**PROBLEM REQUIREMENTS**.
Copy out the records below word for word, from the first line to the last, but leave out the pictures.
* BEGIN AVAILABLE RECORDS *
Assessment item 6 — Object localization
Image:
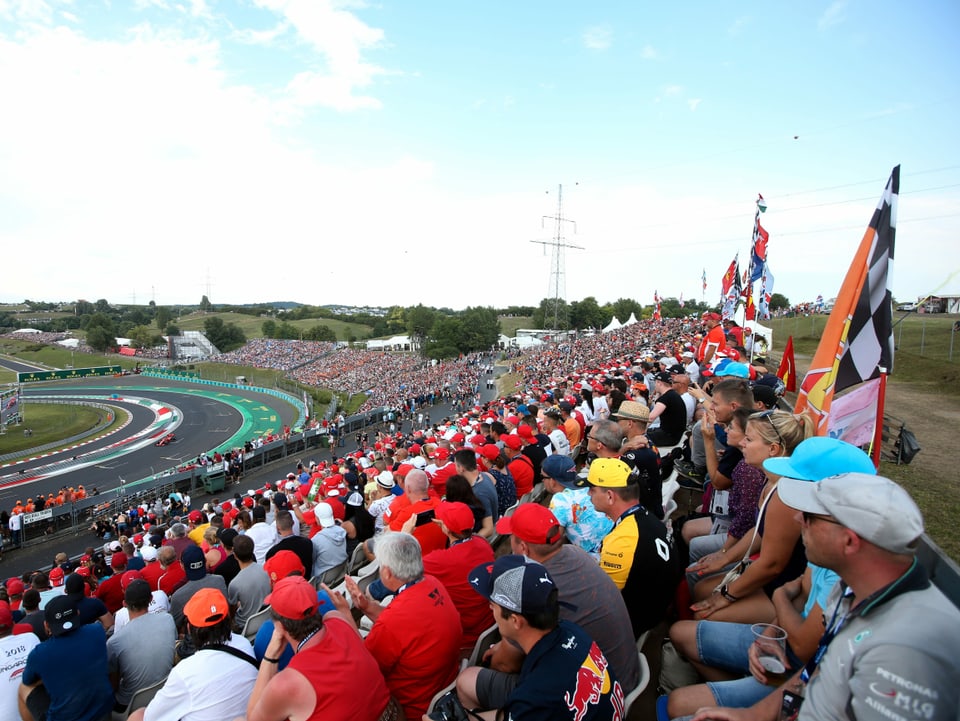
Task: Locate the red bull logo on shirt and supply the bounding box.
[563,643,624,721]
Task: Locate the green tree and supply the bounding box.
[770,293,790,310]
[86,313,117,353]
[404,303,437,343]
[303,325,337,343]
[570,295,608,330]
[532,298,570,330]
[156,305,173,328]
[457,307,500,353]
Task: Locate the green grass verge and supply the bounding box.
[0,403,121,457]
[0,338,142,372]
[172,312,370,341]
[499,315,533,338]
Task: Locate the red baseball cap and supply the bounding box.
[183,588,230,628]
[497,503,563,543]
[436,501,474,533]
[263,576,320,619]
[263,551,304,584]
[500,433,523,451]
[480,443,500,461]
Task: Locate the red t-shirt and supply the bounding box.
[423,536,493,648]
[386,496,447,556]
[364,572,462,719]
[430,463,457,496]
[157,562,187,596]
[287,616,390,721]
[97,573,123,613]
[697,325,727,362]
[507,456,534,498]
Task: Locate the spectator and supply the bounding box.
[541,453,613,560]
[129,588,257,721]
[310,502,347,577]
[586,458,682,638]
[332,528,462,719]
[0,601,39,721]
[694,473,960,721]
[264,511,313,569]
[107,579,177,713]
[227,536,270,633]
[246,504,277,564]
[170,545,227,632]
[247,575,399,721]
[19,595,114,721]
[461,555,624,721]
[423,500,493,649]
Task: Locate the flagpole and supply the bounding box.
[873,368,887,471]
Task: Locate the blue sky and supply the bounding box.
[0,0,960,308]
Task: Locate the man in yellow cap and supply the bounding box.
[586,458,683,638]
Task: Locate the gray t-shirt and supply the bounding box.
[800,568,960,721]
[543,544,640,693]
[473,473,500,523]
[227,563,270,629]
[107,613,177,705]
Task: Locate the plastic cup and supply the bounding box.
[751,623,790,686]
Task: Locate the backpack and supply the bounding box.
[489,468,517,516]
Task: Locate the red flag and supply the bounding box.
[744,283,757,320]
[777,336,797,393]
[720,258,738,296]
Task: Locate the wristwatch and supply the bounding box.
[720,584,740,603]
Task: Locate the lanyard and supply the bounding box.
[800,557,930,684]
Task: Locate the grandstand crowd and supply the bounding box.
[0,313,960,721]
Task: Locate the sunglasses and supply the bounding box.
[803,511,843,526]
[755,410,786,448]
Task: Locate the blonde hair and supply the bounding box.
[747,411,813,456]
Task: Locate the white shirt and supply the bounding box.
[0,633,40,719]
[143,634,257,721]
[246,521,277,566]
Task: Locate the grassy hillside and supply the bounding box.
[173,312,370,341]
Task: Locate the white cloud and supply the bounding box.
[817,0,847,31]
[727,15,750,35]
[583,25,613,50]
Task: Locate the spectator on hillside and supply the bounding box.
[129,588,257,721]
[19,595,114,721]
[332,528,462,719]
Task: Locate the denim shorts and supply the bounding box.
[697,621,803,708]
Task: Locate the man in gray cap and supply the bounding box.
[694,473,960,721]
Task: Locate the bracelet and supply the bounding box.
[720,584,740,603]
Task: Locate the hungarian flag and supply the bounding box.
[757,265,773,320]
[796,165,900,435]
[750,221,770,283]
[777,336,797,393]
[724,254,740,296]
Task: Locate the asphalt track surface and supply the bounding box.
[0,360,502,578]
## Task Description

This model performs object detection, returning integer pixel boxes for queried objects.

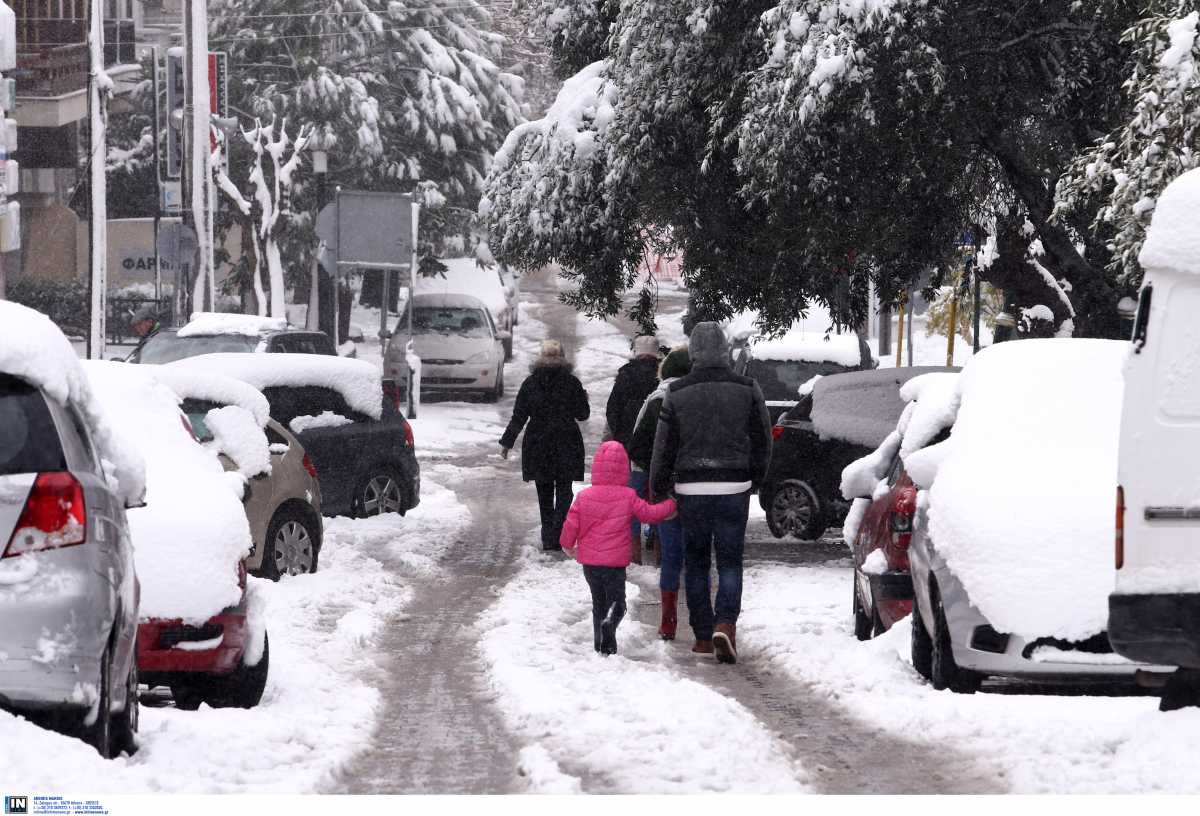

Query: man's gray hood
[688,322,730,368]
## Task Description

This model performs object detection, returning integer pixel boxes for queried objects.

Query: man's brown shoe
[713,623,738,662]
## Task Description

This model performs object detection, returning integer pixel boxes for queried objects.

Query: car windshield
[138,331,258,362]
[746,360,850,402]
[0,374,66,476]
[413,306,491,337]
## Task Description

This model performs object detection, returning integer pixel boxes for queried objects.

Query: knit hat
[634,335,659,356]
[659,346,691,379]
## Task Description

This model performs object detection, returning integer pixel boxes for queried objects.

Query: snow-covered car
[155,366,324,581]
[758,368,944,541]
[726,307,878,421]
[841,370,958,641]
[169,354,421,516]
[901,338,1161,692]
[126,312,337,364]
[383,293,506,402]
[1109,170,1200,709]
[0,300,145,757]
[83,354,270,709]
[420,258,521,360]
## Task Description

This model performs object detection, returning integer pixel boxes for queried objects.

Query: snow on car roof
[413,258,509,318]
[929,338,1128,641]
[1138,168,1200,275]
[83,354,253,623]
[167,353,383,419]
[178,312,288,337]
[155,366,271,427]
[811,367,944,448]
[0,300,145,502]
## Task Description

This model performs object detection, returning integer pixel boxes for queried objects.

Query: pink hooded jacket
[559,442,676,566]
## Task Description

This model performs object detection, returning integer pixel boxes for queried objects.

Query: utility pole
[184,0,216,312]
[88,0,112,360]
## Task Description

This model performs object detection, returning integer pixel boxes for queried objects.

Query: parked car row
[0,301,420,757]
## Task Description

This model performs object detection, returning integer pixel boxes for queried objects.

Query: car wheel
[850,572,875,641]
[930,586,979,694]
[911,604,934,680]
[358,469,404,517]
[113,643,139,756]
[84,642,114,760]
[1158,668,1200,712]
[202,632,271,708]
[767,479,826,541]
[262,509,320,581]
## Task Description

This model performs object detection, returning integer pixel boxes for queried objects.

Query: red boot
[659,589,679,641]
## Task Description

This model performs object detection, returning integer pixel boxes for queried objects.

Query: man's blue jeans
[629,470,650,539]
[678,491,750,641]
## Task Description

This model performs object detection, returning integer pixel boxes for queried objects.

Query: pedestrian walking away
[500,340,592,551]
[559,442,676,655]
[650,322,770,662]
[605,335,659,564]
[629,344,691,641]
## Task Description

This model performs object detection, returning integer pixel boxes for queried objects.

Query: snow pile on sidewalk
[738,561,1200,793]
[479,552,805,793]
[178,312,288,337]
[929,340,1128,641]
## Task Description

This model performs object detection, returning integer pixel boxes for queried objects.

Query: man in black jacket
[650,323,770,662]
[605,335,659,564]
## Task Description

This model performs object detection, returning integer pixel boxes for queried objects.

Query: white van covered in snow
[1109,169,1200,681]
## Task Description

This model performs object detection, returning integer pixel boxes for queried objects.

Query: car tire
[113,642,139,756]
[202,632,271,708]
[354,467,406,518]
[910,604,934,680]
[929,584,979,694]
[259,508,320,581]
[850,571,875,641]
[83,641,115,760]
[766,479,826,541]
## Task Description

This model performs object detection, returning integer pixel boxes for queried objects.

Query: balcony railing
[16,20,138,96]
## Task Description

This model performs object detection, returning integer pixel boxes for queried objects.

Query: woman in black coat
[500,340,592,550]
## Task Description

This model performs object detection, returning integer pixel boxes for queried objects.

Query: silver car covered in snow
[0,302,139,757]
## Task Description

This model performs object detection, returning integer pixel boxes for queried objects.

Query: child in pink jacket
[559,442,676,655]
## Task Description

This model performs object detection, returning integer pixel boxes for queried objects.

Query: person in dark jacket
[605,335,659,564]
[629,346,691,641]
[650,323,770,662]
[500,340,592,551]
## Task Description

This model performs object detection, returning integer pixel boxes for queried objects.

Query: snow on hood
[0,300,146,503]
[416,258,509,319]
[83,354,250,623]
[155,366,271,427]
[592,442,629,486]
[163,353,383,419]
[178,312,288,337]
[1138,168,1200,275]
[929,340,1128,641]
* END AVAILABLE RECORDS *
**THE COMPLETED TASK**.
Assessment item 6 — Object localization
Image:
Task: Locate the red bull logo on shirt and supply the bounding box.
[563,643,624,721]
Task: Locate the green tree and supply the bounding box.
[770,293,790,310]
[86,313,117,353]
[404,303,437,343]
[303,325,337,343]
[570,295,608,330]
[532,298,570,330]
[156,305,173,328]
[457,307,500,353]
Task: Locate the green grass verge and supply the bounding box.
[0,403,121,457]
[0,338,142,372]
[172,312,370,341]
[499,315,533,338]
Task: Locate the red baseball cap and supply the bounding box.
[183,588,230,628]
[497,503,563,543]
[436,501,474,533]
[263,576,320,619]
[263,551,304,584]
[500,433,523,451]
[480,443,500,461]
Task: Locate the red t-shirt and supply the bounding box.
[423,536,493,648]
[386,496,447,556]
[364,572,462,719]
[430,463,457,496]
[157,562,187,596]
[287,616,390,721]
[97,573,123,613]
[697,325,727,362]
[507,456,534,498]
Task: Locate the spectator and supply the bounding box.
[541,453,613,560]
[129,588,257,721]
[310,502,347,577]
[586,458,682,638]
[332,528,462,719]
[0,601,39,721]
[694,473,960,721]
[264,511,313,569]
[107,579,177,713]
[227,536,270,633]
[246,504,277,564]
[170,545,227,632]
[247,575,399,721]
[19,595,114,721]
[461,555,624,721]
[423,500,493,649]
Task: Locate the flagpole and supply the bounding box.
[873,368,887,471]
Task: Locate the blue sky and supply the bounding box.
[0,0,960,308]
Task: Locate the man in yellow cap and supply the bounding box.
[586,458,683,638]
Task: Locate the gray t-shirt and supply the bounding box.
[800,568,960,721]
[543,544,640,693]
[473,473,500,523]
[227,563,270,629]
[107,613,177,705]
Task: Locate the plastic cup and supply the bounding box.
[751,623,790,686]
Task: Locate the backpack and supply the bounding box.
[489,468,517,516]
Task: Locate the red flag and supply the bounding box.
[744,283,757,320]
[777,336,797,393]
[720,258,738,296]
Task: Locate the wristwatch and supply the bounding box.
[720,584,740,603]
Task: Locate the lanyard and supply the bounding box.
[800,557,930,684]
Task: Locate the grandstand crowd and supply the bounding box.
[0,313,960,721]
Task: Locate the sunglasses and supply the bounding box.
[803,511,843,526]
[755,410,786,448]
Task: Locate the blonde hair and supply the bounding box.
[747,411,813,456]
Task: Locate the white shirt and supply the bounding box.
[0,633,40,719]
[143,634,257,721]
[246,521,277,566]
Task: Locate the grassy hillside and supply the bounding box.
[173,312,370,341]
Task: Locate the white cloud and supply the bounding box.
[817,0,847,31]
[727,15,750,35]
[583,25,613,50]
Task: Locate the spectator on hillside and supply the bounding box.
[129,588,257,721]
[19,595,114,721]
[332,528,462,719]
Task: Locate the denim shorts and supply the bounding box.
[697,621,803,708]
Task: Locate the man in gray cap and supply the bounding box.
[694,473,960,721]
Task: Locate the bracelet and supply the bounding box.
[720,584,740,603]
Task: Locate the hungarian flag and supply the bounding box.
[757,265,773,320]
[796,165,900,435]
[750,221,770,283]
[777,336,797,393]
[724,254,740,296]
Task: Locate the asphalt track surface and supply the bounding box.
[0,360,502,578]
## Task Description

This model performs object detection, returning integer pixel boxes for queried objects.


Query: man's gray hood
[688,322,730,368]
## Task Description

This model performs object detection, returning integer pixel boxes for queried objects.

Query: man's brown shoe
[713,623,738,662]
## Task Description

This model performs object detection, returning integer pixel boxes for queried objects.

Query: car windshield
[138,331,258,362]
[746,360,850,402]
[0,374,66,476]
[413,306,491,337]
## Task Description

This model performs object detection, returning integer pixel boxes for queried objects.

Query: knit hat
[634,335,659,356]
[659,346,691,379]
## Task Description

This model performs object detection, returning integer pixel boxes for queried objects.

Query: snow-covered car
[155,366,324,581]
[758,368,944,541]
[726,307,878,421]
[841,370,958,641]
[169,354,421,516]
[901,338,1161,692]
[126,312,337,364]
[383,293,506,402]
[1109,170,1200,709]
[0,300,145,757]
[83,354,270,709]
[420,258,521,360]
## Task Description

This model performs object detection, returning integer pixel boxes for queried objects.

Query: snow on car roof
[413,258,509,318]
[929,338,1128,641]
[1138,168,1200,275]
[83,354,253,623]
[167,353,383,419]
[178,312,288,337]
[155,366,271,427]
[811,367,944,448]
[0,300,145,502]
## Task Description

This model performs object detection, returning integer pixel boxes for queried objects.

Query: pink hooded jacket
[559,442,676,566]
## Task Description

This model performs object detection, returning integer pixel boxes for queried objects.

Query: utility pole
[184,0,216,312]
[88,0,112,360]
## Task Description

This model performs object detection, returning integer pixel boxes for queried objects.

Query: parked car row
[0,301,420,757]
## Task Description

This model performs object detection, returning integer pixel boxes for queried objects.

Query: car wheel
[850,572,875,641]
[930,586,979,694]
[911,604,934,680]
[358,469,404,517]
[113,643,139,756]
[84,642,114,760]
[1158,668,1200,712]
[202,632,271,708]
[767,479,826,541]
[262,509,320,581]
## Task Description

This model performs object detection, returning integer pixel boxes for queried objects.

Query: red boot
[659,589,679,641]
## Task Description

This model performs object detection, returning integer pixel boxes for queried objects.

Query: man's blue jeans
[629,470,650,539]
[678,491,750,641]
## Task Description

This model performs object detection, returning integer pixel boxes for queried objects.

Query: pedestrian walking away
[500,340,592,551]
[559,442,676,655]
[650,322,770,662]
[605,335,659,564]
[629,344,691,641]
## Task Description

This model performs object detection, returning integer pixel boxes for queried objects.

Query: snow pile on sidewalk
[738,561,1200,793]
[479,552,805,793]
[178,312,288,337]
[929,340,1128,641]
## Task Description

This model performs object detection, returning integer pixel boxes for queried objects.

Query: man in black jacket
[650,323,770,662]
[605,335,659,564]
## Task Description

This model performs object detection, returning integer pixel boxes for queried objects.

Query: white van covered in snow
[1109,169,1200,681]
## Task Description

This model performs object detection, returning integer pixel boxes for queried objects.

Query: car tire
[113,642,139,756]
[202,632,271,708]
[354,467,406,518]
[910,604,934,680]
[929,584,979,694]
[259,508,320,581]
[850,571,875,641]
[83,641,115,760]
[766,479,826,541]
## Task Description

This model performs object detection, returning integer pixel boxes for queried objects.

Query: balcony railing
[16,20,138,96]
## Task Description

This model performs object detection, returning integer pixel boxes for queried objects.

Query: woman in black coat
[500,340,592,550]
## Task Description

This model performs object detection, returning integer pixel boxes for queried objects.

Query: silver car covered in snow
[0,302,139,757]
## Task Description

This model performs object detection, returning integer pixel boxes for queried objects.

Query: child in pink jacket
[559,442,676,655]
## Task Description

This model performs object detection, returning integer pixel boxes for queried objects.

Query: person in dark jacket
[605,335,659,564]
[629,346,691,641]
[650,323,770,662]
[500,340,592,551]
## Task Description

This model performs object detection, returning integer pixel boxes for queried objects.

Query: snow on hood
[0,300,146,503]
[416,258,509,319]
[83,354,250,623]
[155,366,271,427]
[592,442,629,486]
[163,353,383,419]
[178,312,288,337]
[1138,168,1200,275]
[929,340,1128,641]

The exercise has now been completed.